--- MATERIAL FOR THIS TASK ---
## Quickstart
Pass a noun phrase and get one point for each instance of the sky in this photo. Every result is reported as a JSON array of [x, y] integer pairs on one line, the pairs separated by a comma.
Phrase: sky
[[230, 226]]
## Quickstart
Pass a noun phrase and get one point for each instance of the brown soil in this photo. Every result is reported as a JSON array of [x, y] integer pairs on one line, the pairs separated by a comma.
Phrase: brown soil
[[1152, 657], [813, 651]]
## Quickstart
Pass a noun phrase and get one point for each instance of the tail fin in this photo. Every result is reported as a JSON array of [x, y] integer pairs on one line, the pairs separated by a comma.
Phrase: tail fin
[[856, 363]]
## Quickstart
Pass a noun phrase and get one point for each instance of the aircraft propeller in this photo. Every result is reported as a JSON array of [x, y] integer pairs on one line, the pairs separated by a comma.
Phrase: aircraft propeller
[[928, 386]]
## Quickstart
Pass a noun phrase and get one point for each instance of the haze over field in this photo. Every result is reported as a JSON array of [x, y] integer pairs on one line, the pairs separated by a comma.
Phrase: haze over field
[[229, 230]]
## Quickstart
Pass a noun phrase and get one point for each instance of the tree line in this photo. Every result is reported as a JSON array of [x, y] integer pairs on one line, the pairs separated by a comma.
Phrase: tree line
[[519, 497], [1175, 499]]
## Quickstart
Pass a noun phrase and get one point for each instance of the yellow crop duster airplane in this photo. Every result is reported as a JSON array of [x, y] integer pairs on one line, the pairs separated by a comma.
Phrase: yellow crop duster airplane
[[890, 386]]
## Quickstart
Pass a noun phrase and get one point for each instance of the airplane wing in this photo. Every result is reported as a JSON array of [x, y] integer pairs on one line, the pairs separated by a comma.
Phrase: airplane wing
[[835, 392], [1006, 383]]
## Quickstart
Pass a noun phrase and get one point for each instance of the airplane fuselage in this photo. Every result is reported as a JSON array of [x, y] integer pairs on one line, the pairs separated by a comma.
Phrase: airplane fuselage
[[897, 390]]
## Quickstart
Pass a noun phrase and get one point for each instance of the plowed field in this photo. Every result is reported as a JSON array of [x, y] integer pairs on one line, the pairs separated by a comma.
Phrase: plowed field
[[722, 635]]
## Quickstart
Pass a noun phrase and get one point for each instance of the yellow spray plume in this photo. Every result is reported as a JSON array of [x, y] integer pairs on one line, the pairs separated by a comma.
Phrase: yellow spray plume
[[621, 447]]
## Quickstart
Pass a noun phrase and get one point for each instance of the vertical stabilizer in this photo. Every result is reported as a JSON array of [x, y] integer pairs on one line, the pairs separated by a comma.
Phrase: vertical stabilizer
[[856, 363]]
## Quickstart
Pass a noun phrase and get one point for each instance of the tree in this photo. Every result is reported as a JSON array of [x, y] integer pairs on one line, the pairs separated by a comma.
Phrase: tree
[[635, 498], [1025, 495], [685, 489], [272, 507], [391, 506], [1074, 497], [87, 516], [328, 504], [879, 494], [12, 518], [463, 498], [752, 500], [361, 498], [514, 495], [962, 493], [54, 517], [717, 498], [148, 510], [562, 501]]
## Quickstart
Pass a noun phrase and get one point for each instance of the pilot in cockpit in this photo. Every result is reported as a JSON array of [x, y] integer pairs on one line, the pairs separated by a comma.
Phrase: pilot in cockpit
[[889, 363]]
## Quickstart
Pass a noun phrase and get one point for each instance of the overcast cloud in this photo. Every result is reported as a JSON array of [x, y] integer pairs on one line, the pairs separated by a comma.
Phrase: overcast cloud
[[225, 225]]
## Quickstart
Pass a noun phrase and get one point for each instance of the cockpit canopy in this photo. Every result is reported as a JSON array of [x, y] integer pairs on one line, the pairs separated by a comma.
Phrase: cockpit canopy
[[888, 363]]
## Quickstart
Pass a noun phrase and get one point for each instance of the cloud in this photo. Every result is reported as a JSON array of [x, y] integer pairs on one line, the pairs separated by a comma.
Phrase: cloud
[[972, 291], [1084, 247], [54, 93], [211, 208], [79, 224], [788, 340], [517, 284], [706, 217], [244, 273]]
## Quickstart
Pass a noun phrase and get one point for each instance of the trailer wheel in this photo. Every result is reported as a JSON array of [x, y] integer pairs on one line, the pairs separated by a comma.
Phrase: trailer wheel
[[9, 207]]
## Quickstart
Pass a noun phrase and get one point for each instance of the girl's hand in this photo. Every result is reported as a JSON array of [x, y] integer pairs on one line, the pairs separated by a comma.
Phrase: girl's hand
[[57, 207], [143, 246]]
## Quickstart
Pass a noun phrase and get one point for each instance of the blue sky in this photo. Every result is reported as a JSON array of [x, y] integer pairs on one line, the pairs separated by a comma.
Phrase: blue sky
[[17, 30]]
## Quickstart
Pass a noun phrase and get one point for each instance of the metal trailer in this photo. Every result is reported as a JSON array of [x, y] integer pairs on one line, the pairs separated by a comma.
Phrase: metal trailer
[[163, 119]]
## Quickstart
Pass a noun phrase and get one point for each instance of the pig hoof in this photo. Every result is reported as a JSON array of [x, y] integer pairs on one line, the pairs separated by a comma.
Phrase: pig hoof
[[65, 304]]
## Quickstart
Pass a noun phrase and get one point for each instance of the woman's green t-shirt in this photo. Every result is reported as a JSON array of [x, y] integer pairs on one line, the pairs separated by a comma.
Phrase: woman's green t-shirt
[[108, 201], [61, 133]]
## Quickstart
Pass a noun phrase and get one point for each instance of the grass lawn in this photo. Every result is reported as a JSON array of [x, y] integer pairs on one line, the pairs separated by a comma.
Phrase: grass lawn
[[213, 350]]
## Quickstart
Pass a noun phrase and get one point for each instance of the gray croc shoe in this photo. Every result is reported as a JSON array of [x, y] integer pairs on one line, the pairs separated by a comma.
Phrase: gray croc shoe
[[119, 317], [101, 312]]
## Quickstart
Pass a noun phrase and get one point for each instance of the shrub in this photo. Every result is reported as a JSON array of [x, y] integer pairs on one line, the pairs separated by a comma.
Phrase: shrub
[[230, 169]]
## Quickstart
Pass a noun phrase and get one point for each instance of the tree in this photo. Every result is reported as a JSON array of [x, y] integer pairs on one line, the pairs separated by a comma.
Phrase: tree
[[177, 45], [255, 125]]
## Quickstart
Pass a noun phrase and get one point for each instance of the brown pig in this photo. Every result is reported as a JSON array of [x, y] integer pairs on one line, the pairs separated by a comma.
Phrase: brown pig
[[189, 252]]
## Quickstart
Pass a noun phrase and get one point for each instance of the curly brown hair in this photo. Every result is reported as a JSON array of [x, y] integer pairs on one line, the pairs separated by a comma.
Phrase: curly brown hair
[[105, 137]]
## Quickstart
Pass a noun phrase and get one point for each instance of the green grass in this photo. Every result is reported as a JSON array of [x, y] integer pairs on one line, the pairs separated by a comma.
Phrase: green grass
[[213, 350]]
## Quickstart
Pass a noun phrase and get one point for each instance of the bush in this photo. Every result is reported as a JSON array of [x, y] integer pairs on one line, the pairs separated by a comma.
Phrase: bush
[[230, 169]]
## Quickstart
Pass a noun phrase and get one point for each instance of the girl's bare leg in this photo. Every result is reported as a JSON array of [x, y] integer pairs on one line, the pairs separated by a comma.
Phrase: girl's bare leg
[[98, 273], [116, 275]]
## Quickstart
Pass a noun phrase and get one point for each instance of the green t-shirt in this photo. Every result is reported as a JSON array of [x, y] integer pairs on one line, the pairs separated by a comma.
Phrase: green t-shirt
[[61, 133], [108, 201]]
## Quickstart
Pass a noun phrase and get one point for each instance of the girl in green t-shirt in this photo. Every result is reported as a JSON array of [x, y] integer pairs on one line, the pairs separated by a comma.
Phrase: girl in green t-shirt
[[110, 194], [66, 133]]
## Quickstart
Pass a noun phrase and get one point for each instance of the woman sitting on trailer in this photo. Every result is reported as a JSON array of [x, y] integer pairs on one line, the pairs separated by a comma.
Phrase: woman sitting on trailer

--- EXERCISE INSTRUCTIONS ---
Identify each line in the records above that contains the word "woman", and copy those lines in full, treating uppercase and lowercase as different.

--- SOLUTION ---
Pass a noun phrase and get one point for each instance of the woman's green t-shirt in this photo. Every result is reported as a JSON array of [x, y] integer pairs on one line, the pairs separated by a comma.
Phrase: woman's green t-shirt
Pass a noun phrase and get one point for each instance of the woman sitting on trailer in this photo. Every result is reported as a JSON array of [x, y] integer pairs on one line, the pairs separated by a comma.
Phrase: woman sitting on trailer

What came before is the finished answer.